- [Lista de tarefas]:
1: Indique se cada afirmação está de acordo com o trecho selecionado, respondendo sim ou não e citando literalmente as palavras do trecho que o comprovam: (a) O Muncab foi reinaugurado em novembro de 2023. (b) O Muncab recebeu cerca de 300 mil visitantes no período mencionado. (c) A exposição “Um defeito de cor” está em caráter permanente no Muncab.
2: De acordo com o trecho selecionado, a que demanda atende a exposição “Raízes: Começo, Meio e Começo”?
3: Prossiga a redação do trecho selecionado, sobre a exposição “Raízes: Começo, Meio e Começo” no Muncab, a partir da última frase apresentada.
───── Trecho selecionado
A exposição “Raízes: Começo, Meio e Começo” atende à demanda do circuito brasileiro do turismo histórico pelo consumo da estética negra nas artes contemporâneas. Prova disso, o Muncab recebeu cerca de 150 mil visitantes entre novembro de 2023, quando foi reinaugurado, e março de 2024, com a itinerância temporária das exposições “Um defeito de cor” e “Reverberações: refletindo a impressão da memória africana”. Um marco simbólico para os afrodescendentes que desejam enxergar suas heranças identitárias em espaços nobres.
──────────
───── Linhas armazenadas
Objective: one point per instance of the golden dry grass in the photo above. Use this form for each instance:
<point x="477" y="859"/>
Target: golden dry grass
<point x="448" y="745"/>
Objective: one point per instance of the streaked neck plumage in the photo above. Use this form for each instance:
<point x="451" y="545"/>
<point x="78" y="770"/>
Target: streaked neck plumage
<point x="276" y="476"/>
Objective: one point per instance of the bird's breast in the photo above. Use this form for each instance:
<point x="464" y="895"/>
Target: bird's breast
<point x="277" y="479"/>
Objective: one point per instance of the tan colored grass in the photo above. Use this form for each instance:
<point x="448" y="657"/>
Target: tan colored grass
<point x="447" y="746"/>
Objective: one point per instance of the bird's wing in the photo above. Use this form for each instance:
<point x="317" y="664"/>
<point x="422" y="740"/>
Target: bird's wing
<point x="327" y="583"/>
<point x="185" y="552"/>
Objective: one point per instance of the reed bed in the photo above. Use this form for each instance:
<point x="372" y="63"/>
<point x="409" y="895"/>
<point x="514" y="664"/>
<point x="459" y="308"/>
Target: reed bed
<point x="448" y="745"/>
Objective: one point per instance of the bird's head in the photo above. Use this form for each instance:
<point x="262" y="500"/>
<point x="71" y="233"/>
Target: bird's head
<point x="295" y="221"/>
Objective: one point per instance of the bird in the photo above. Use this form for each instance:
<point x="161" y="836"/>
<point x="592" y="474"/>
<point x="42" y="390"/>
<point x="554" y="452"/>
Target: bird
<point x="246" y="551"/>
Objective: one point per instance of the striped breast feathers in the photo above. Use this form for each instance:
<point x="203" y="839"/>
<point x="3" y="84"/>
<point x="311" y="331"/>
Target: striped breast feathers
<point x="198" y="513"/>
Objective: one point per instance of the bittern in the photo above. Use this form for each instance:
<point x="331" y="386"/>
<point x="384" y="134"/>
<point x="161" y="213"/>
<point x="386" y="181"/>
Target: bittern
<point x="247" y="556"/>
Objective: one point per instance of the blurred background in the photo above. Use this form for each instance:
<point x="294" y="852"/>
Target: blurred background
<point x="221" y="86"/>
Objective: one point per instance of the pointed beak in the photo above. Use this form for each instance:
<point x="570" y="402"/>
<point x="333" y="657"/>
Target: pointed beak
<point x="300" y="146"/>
──────────
- [Respostas escritas]:
1:
(a) Sim: “entre novembro de 2023, quando foi reinaugurado”.
(b) Não: “o Muncab recebeu cerca de 150 mil visitantes”.
(c) Não: “com a itinerância temporária das exposições “Um defeito de cor” e “Reverberações: refletindo a impressão da memória africana””.

2: À demanda do circuito brasileiro do turismo histórico pelo consumo da estética negra nas artes contemporâneas.

3:
Sobre o Muncab

O Museu Nacional da Cultura Afro-Brasileira (Muncab) é dedicado à preservação, documentação, difusão e valorização das culturas de matrizes africanas, que influenciam o Brasil e as Américas. O acervo permanente é composto por mais de 400 obras de arte raras e históricas, modernas e contemporâneas de artistas negros. São pinturas, esculturas, gravuras, fotografias, jóias, arte sacra e documentos que testemunham a estética africana nas artes visuais. Os principais artistas que fazem parte do acervo são Yêdamaria (Bahia, 1932-2016), Mestre Didi (Bahia, 1917-2013), Rubem Valentim (Bahia, 1922-1991), Emanoel Araújo (Bahia, 1940-2022) e Agnaldo dos Santos (Bahia, 1926-1962).

Serviço

Exposição “Raízes: Começo, Meio e Começo”
Local: Museu Nacional da Cultura Afro-Brasileira (Muncab)
Endereço: Rua das Vassouras, 25, Centro Histórico de Salvador, Bahia
Período: Até 9 de março de 2025
Horário: Terça a domingo, das 10h às 17h (acesso até 16h30)
Ingressos: R$ 20,00 (inteira) e R$ 10,00 (meia)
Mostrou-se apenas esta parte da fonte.